= What you have to do =
Below are records to print word for word; include none of their pictures.

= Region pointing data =
--- START ---
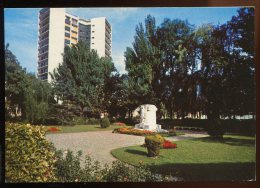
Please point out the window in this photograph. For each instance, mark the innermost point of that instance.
(67, 21)
(67, 41)
(67, 28)
(74, 22)
(67, 35)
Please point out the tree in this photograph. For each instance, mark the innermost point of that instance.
(15, 86)
(26, 96)
(159, 63)
(79, 80)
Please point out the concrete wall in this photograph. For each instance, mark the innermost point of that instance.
(56, 38)
(98, 35)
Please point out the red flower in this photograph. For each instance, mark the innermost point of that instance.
(167, 144)
(53, 129)
(120, 124)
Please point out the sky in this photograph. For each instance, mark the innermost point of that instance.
(21, 27)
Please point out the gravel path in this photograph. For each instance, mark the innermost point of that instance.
(99, 144)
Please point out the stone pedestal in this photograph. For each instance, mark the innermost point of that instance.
(148, 118)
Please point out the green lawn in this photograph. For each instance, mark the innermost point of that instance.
(199, 159)
(83, 128)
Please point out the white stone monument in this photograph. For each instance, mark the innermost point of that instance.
(148, 118)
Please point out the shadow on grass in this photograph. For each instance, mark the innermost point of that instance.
(136, 152)
(230, 141)
(208, 172)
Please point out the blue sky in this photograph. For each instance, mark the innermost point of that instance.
(21, 25)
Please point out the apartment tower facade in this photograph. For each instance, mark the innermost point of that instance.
(58, 28)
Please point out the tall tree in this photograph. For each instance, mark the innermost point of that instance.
(15, 86)
(80, 79)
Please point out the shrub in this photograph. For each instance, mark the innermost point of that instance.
(215, 129)
(120, 124)
(168, 145)
(29, 157)
(70, 170)
(121, 172)
(53, 129)
(78, 120)
(125, 130)
(153, 144)
(104, 122)
(93, 121)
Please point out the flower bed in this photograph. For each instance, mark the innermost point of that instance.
(53, 129)
(132, 131)
(168, 145)
(120, 124)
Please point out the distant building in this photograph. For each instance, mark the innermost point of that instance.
(58, 28)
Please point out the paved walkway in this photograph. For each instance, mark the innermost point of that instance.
(99, 144)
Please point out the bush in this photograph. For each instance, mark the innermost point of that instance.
(153, 144)
(104, 122)
(70, 170)
(215, 129)
(77, 120)
(125, 130)
(168, 145)
(93, 121)
(121, 172)
(29, 157)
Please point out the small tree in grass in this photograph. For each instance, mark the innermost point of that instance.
(104, 122)
(153, 144)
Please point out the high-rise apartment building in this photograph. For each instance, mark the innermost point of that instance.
(58, 28)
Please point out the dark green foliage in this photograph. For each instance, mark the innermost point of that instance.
(215, 129)
(93, 121)
(80, 79)
(71, 168)
(29, 157)
(153, 144)
(183, 70)
(26, 97)
(121, 172)
(104, 122)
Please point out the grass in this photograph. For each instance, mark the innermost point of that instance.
(83, 128)
(200, 159)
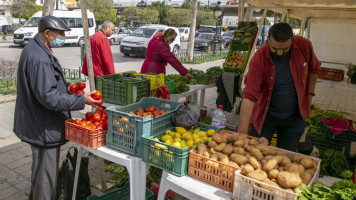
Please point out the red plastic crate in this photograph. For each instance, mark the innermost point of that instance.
(84, 136)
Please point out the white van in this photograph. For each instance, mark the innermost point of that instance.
(184, 34)
(137, 42)
(73, 19)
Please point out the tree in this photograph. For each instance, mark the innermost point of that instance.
(193, 20)
(103, 10)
--- END ---
= Response box =
Please point out the window in this photograph. For each instance, mark the innermost point of that instance.
(67, 21)
(67, 41)
(67, 28)
(74, 22)
(67, 35)
Please point out the tree in this photograph. For each instance, mark the innermost point of that instance.
(15, 86)
(26, 96)
(159, 63)
(79, 80)
Please point out the concrete wall in this photograph. For each instance, mark the innermost point of that instance.
(56, 38)
(98, 35)
Please point out the red flower in this photograph. For each instance, mark the innermost point of that instance.
(167, 144)
(53, 129)
(120, 124)
Please point out the sky in this photograph. For each instance, mark the innermost point of that instance.
(21, 27)
Please point out the gravel path in this photograph. For each instance, mark the innermost point of that instance.
(99, 144)
Please point out the stone pedestal in this photograph. For each instance, mark the innermost point of that instance.
(148, 118)
Please point out the green lawn in this photograph. For each instance, mark the innermost point of that instance.
(199, 159)
(83, 128)
Please point out the white stone monument in this photograph. For each instance, mark the innermost point of that instance.
(148, 118)
Please point out the shadow on grass in this photograph. For each instance, mark the innermost point of that instance.
(136, 152)
(230, 141)
(208, 172)
Please point out the blue sky in this photograph. For each instance, mark the innermost point of that instance.
(21, 25)
Please point out the apartment tower facade in this photograph. For each instance, mark the innermost point of that instance.
(58, 28)
Please point out the tall tree in this photograph. For each instance, mark the innermost point of that instance.
(15, 86)
(80, 79)
Please point out the shrub in this photograph. For each instance, mark the innermost point of that instance.
(215, 129)
(120, 124)
(168, 145)
(29, 157)
(70, 170)
(121, 172)
(53, 129)
(78, 120)
(125, 130)
(153, 144)
(104, 122)
(93, 121)
Please point out the flower bed in this photograph. For each instance, mark the innermost point of that instance.
(53, 129)
(132, 131)
(168, 145)
(120, 124)
Please point out the distant building in this photograph. For each instance, mark the innermost point of that instance.
(58, 28)
Please point out the paved walkway in this photograph. For each instance, mark the innermost point of that instance.
(99, 144)
Please point out the bush in this photograph. For each instance, mark the innermost point of that instance.
(153, 144)
(104, 122)
(70, 170)
(215, 129)
(77, 120)
(125, 130)
(168, 145)
(93, 121)
(121, 172)
(29, 157)
Please point out the small tree in grass in this photograph. For each instance, mark the innermost point of that instance.
(104, 122)
(153, 144)
Please point out the high-rise apartment building in this photograph. For each instance, mark the innermost point of that instance.
(58, 28)
Please point out the dark green foliage in this photograph. For each instance, mark the innermost point of that instance.
(215, 129)
(93, 121)
(80, 79)
(71, 168)
(29, 157)
(153, 144)
(183, 70)
(26, 97)
(121, 172)
(104, 122)
Please point out the grass in this photograph. For each instance, mark the innermost point of that instance.
(83, 128)
(200, 159)
Please point out the red plastic crate in this photograph. For each instance, mark the innermost point of that instance.
(84, 136)
Please point out the white van in this photograph. For each instance, mark the innermost point of that instance.
(184, 34)
(137, 42)
(73, 19)
Please point out the tree in this photograph. For each instance, mark the innermost point of that instance.
(193, 20)
(103, 10)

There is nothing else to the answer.